> About this exercise
Starting at the line below with "nose in this photo." and stopping at the line with "green in this photo.", please print each line exactly, those two included, and skip every picture.

________________

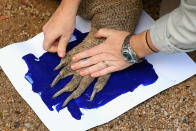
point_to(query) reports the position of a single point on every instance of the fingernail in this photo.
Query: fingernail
(61, 54)
(73, 66)
(95, 74)
(73, 58)
(83, 73)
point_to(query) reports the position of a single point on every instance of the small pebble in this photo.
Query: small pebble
(48, 14)
(27, 125)
(9, 7)
(16, 124)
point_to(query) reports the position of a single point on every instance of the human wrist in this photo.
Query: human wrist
(69, 7)
(141, 45)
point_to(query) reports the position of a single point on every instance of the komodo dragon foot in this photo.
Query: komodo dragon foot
(120, 15)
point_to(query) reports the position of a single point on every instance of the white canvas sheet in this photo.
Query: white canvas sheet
(171, 69)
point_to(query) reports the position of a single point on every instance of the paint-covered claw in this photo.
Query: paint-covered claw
(101, 82)
(84, 83)
(56, 80)
(66, 71)
(63, 62)
(93, 94)
(68, 100)
(73, 84)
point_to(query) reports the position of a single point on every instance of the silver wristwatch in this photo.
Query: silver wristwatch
(128, 54)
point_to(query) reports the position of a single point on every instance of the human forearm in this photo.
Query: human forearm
(139, 44)
(70, 6)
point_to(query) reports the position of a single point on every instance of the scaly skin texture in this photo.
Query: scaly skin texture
(115, 14)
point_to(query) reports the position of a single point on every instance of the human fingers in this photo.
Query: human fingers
(92, 69)
(89, 52)
(104, 32)
(104, 71)
(49, 37)
(61, 50)
(89, 61)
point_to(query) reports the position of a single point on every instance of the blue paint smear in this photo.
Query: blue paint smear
(41, 75)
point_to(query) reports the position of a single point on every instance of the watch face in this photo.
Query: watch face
(127, 56)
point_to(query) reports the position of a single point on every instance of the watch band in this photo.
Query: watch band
(128, 54)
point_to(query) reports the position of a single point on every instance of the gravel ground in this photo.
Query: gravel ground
(173, 109)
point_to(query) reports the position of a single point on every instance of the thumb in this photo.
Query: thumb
(104, 32)
(62, 45)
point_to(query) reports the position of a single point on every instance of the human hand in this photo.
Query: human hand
(58, 31)
(104, 58)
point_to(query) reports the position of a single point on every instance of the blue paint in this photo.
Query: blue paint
(41, 74)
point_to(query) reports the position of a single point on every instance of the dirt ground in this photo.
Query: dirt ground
(173, 109)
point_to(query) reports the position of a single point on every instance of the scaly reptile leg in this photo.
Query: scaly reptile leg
(115, 14)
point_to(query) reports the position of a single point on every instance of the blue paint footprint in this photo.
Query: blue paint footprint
(41, 74)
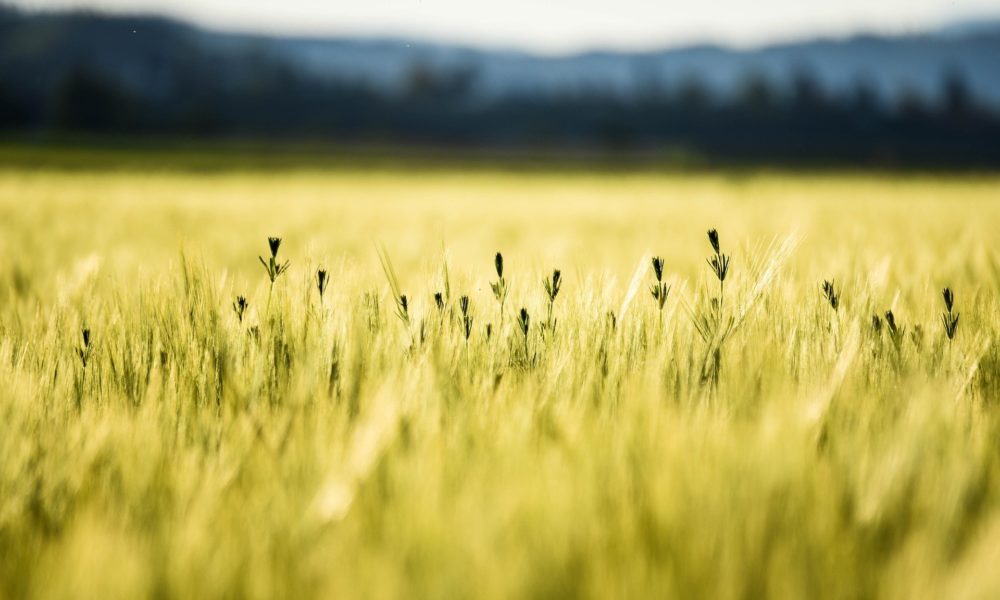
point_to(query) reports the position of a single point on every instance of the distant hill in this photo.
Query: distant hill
(157, 56)
(923, 100)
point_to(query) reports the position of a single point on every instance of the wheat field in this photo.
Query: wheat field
(758, 444)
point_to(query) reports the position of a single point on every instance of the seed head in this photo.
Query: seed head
(553, 285)
(658, 268)
(523, 321)
(713, 238)
(240, 307)
(831, 295)
(949, 299)
(274, 244)
(322, 280)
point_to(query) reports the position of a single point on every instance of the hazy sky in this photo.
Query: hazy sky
(561, 25)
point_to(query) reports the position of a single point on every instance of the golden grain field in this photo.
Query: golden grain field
(763, 446)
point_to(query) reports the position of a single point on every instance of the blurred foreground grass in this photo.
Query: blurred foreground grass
(327, 449)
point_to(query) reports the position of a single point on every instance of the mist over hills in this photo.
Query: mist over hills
(892, 96)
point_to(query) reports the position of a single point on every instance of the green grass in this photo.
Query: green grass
(333, 450)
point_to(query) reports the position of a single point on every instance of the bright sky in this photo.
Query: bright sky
(555, 26)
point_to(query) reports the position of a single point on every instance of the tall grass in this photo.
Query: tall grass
(737, 436)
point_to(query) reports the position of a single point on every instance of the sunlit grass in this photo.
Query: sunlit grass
(399, 427)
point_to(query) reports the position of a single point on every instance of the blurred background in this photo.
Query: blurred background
(860, 84)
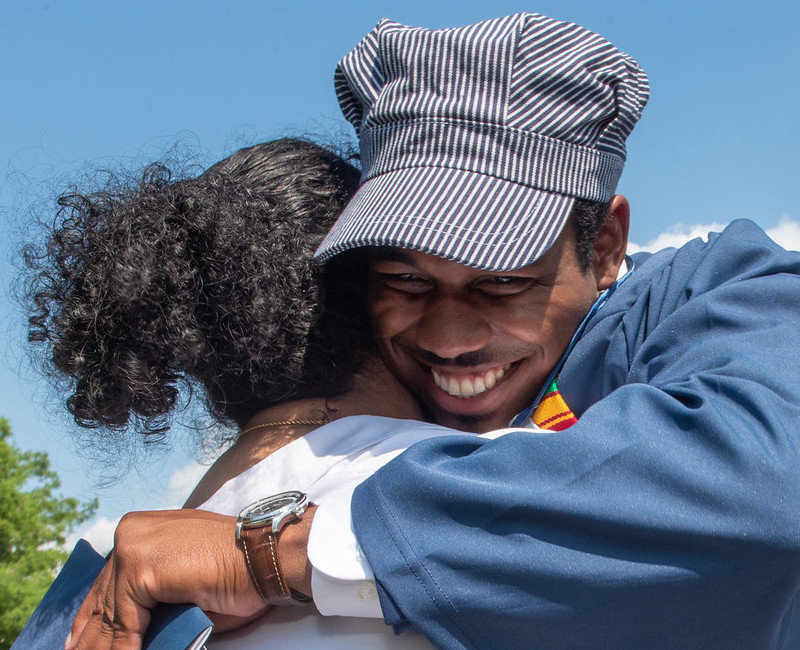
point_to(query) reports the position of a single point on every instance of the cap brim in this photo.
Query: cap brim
(473, 219)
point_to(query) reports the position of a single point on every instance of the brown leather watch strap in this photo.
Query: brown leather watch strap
(260, 551)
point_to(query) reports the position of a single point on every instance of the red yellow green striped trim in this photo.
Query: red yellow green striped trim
(552, 412)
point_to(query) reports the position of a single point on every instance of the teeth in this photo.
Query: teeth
(468, 387)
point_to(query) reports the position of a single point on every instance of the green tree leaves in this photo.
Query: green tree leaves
(34, 522)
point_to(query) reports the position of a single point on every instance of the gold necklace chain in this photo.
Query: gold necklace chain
(281, 423)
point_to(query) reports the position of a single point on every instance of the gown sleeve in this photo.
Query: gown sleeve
(667, 517)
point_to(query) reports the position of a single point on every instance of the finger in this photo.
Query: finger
(90, 608)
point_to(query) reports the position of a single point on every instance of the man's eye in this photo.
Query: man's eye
(406, 282)
(503, 285)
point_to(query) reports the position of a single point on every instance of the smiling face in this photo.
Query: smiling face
(475, 346)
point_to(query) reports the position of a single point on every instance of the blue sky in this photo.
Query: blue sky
(92, 83)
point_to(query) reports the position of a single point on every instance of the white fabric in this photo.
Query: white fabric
(327, 464)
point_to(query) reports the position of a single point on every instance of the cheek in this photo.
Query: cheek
(388, 317)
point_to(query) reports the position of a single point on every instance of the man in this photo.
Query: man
(666, 516)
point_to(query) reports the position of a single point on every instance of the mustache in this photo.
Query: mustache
(465, 360)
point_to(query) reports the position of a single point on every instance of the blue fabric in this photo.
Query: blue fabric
(667, 517)
(172, 627)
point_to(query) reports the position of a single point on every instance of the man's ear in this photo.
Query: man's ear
(612, 242)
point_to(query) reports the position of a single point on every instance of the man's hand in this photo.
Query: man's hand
(174, 556)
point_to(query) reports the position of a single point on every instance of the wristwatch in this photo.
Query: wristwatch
(257, 531)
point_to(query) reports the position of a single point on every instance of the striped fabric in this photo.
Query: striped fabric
(475, 141)
(552, 412)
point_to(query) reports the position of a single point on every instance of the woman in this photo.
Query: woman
(209, 283)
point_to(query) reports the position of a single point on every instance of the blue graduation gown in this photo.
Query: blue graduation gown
(667, 517)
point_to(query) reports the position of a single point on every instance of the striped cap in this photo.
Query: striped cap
(475, 141)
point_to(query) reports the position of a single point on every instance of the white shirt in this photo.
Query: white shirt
(327, 464)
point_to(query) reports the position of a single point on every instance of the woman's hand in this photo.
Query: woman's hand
(174, 556)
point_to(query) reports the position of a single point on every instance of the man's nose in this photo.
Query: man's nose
(449, 327)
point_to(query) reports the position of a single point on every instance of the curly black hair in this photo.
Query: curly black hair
(209, 283)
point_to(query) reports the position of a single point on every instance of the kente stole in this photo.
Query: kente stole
(552, 412)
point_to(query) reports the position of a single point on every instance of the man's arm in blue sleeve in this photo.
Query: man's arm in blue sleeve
(667, 517)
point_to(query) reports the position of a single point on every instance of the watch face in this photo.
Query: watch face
(284, 506)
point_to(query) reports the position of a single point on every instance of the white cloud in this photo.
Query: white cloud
(99, 532)
(786, 233)
(676, 235)
(181, 483)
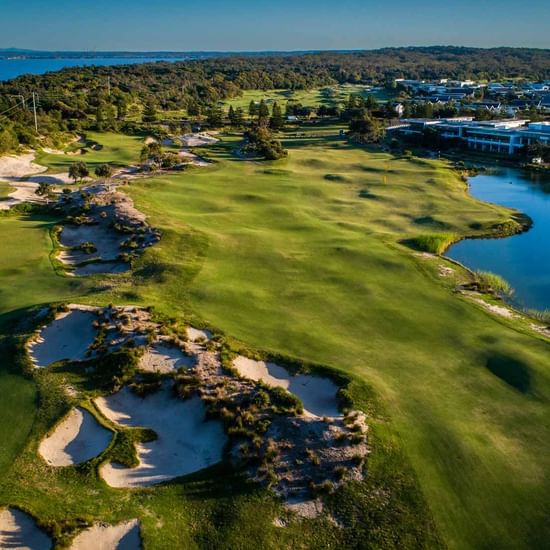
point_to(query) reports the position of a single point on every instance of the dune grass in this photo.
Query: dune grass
(284, 259)
(116, 149)
(290, 261)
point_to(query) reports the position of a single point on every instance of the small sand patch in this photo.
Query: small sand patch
(197, 140)
(317, 394)
(19, 531)
(186, 442)
(76, 439)
(196, 335)
(67, 337)
(162, 358)
(122, 536)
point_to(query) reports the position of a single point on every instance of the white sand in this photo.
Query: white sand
(19, 531)
(162, 358)
(18, 166)
(122, 536)
(76, 439)
(195, 334)
(67, 337)
(197, 140)
(185, 444)
(317, 394)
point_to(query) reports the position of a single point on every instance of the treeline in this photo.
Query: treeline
(105, 98)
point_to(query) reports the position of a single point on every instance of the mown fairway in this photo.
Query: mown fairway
(116, 149)
(302, 256)
(26, 279)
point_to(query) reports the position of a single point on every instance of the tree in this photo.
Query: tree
(277, 120)
(103, 171)
(215, 117)
(263, 112)
(253, 108)
(150, 111)
(78, 171)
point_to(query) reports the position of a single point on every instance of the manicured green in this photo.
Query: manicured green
(116, 149)
(286, 258)
(309, 257)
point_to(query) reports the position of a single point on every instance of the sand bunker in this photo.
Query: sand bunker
(162, 358)
(19, 530)
(122, 536)
(67, 337)
(197, 140)
(317, 394)
(76, 439)
(185, 444)
(196, 335)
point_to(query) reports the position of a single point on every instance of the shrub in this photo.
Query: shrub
(435, 243)
(493, 283)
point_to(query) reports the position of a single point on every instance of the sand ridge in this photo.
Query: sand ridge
(67, 337)
(317, 394)
(76, 439)
(122, 536)
(186, 442)
(18, 530)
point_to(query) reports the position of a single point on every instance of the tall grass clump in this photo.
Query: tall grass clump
(435, 243)
(491, 282)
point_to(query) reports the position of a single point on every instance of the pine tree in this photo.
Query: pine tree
(277, 119)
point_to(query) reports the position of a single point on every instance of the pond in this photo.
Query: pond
(523, 260)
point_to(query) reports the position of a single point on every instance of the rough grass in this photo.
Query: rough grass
(293, 263)
(116, 149)
(434, 243)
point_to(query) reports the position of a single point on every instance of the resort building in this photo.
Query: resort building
(495, 136)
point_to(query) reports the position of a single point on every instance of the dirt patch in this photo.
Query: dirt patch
(186, 442)
(19, 530)
(101, 536)
(163, 358)
(67, 337)
(317, 394)
(77, 438)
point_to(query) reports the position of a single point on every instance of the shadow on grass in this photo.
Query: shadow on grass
(510, 370)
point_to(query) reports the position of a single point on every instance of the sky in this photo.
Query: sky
(260, 25)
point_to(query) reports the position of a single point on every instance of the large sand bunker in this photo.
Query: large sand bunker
(186, 442)
(163, 358)
(317, 394)
(19, 530)
(67, 337)
(77, 438)
(122, 536)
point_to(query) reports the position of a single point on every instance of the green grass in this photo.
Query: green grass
(117, 149)
(284, 259)
(291, 261)
(328, 95)
(5, 190)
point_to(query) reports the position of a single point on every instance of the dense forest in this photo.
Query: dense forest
(75, 99)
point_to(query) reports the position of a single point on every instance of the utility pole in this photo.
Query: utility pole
(34, 109)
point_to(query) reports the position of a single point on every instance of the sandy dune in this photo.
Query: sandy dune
(163, 358)
(185, 444)
(68, 337)
(76, 439)
(317, 394)
(122, 536)
(195, 334)
(197, 140)
(19, 531)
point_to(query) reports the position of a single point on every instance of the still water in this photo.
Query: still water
(523, 260)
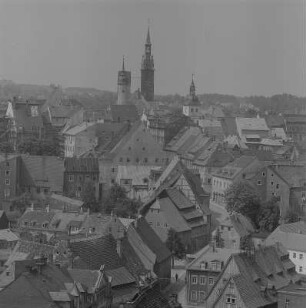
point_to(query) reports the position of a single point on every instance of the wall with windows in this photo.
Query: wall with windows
(199, 284)
(299, 260)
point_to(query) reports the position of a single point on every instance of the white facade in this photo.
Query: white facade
(299, 260)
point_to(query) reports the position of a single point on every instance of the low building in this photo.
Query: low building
(172, 209)
(252, 279)
(233, 229)
(203, 272)
(293, 238)
(80, 172)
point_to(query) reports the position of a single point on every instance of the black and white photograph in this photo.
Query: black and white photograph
(152, 153)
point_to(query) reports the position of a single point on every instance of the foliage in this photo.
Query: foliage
(219, 240)
(269, 215)
(175, 244)
(240, 197)
(118, 203)
(291, 216)
(246, 243)
(89, 197)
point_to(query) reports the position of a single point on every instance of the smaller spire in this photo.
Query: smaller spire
(148, 40)
(123, 68)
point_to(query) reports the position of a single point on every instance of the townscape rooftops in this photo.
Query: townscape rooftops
(151, 239)
(291, 236)
(138, 174)
(208, 254)
(8, 235)
(47, 171)
(87, 164)
(240, 223)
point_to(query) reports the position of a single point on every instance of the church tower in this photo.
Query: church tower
(124, 85)
(147, 71)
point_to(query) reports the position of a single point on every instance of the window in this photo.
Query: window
(201, 296)
(231, 299)
(7, 192)
(193, 295)
(202, 280)
(194, 279)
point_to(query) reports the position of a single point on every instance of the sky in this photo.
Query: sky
(240, 47)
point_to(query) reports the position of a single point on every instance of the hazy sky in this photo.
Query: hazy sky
(241, 47)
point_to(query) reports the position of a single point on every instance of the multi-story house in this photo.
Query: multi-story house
(233, 172)
(253, 278)
(171, 209)
(293, 238)
(233, 229)
(203, 272)
(25, 121)
(80, 172)
(295, 125)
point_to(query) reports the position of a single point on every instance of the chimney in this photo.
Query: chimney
(119, 248)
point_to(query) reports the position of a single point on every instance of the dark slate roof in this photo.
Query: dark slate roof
(32, 290)
(267, 267)
(120, 276)
(152, 240)
(87, 164)
(46, 171)
(123, 113)
(97, 251)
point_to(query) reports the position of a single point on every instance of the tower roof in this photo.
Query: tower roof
(148, 40)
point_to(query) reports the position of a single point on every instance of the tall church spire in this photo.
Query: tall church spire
(123, 69)
(148, 40)
(147, 70)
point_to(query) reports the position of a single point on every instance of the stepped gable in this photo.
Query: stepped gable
(96, 251)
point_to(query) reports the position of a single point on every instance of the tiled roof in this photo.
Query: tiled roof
(123, 113)
(32, 290)
(97, 251)
(240, 223)
(251, 124)
(46, 169)
(88, 278)
(8, 235)
(208, 254)
(81, 164)
(151, 239)
(291, 236)
(120, 276)
(39, 217)
(138, 174)
(266, 268)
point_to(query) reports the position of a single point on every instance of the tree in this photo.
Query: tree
(240, 197)
(291, 216)
(118, 203)
(174, 244)
(269, 215)
(89, 197)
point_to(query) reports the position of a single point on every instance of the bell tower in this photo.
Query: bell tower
(124, 85)
(147, 71)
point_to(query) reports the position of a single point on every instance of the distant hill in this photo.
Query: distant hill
(92, 98)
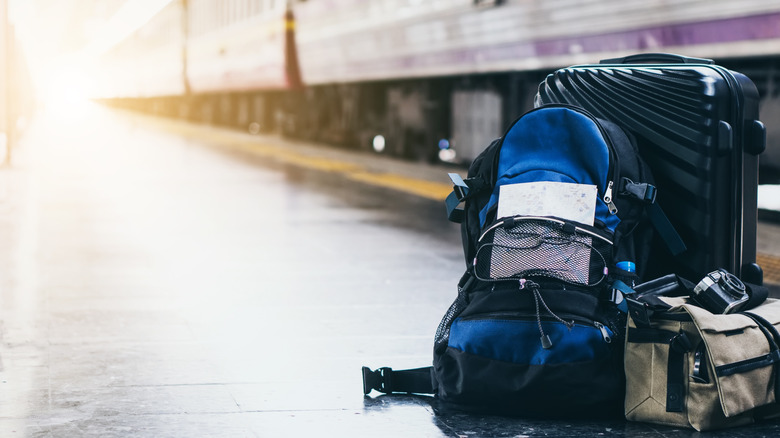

________________

> Exercise answer
point_to(query) reports the position of a single point on every instance of the man's nose in this photo.
Query: man's nose
(449, 327)
point_to(query) reports the position of a single point on every instance of the curly black hair in this photo.
Query: curly black hair
(209, 283)
point_to(query) reports the position of a single point on every instance of the kente stole in this photo.
Query: kente stole
(552, 412)
point_to(query) reports the position of a single point on every instance of the man's arm in blue sleeve in this photo.
Query: man's arm in blue sleeve
(667, 517)
point_to(query) reports the position of a single point on every instance of the watch face in this photo.
Query: watch face
(284, 506)
point_to(query) reports the position of a single point on every instance of the white cloud in this photo.
Query: white cloud
(99, 532)
(786, 233)
(676, 235)
(181, 483)
point_to(query) reports the position of a single point on every instance of the dune grass in this photo.
Query: dune grass
(284, 259)
(116, 149)
(290, 261)
point_to(query) reports the position of a single point on every instance of the small sand patch in this photo.
Query: small sand patch
(197, 140)
(317, 394)
(19, 531)
(186, 442)
(76, 439)
(196, 335)
(67, 337)
(162, 358)
(122, 536)
point_to(query) reports the position of a single point on every instance of the white sand in this photo.
Query: white sand
(19, 531)
(162, 358)
(18, 166)
(122, 536)
(76, 439)
(195, 334)
(67, 337)
(197, 140)
(185, 444)
(317, 394)
point_to(query) reports the position of a single point on every instance of the treeline in this photo.
Query: treeline
(105, 98)
point_to(query) reports the position of a single point on every instance of the mown fairway in this photo.
Query: mown fairway
(116, 149)
(302, 256)
(26, 279)
point_to(query) reports the position of a single point on every instance of the tree in this photo.
Query: tree
(277, 120)
(103, 171)
(215, 117)
(263, 112)
(253, 108)
(150, 111)
(78, 171)
point_to(query) reports the position of a single point on every instance of the manicured green in this photo.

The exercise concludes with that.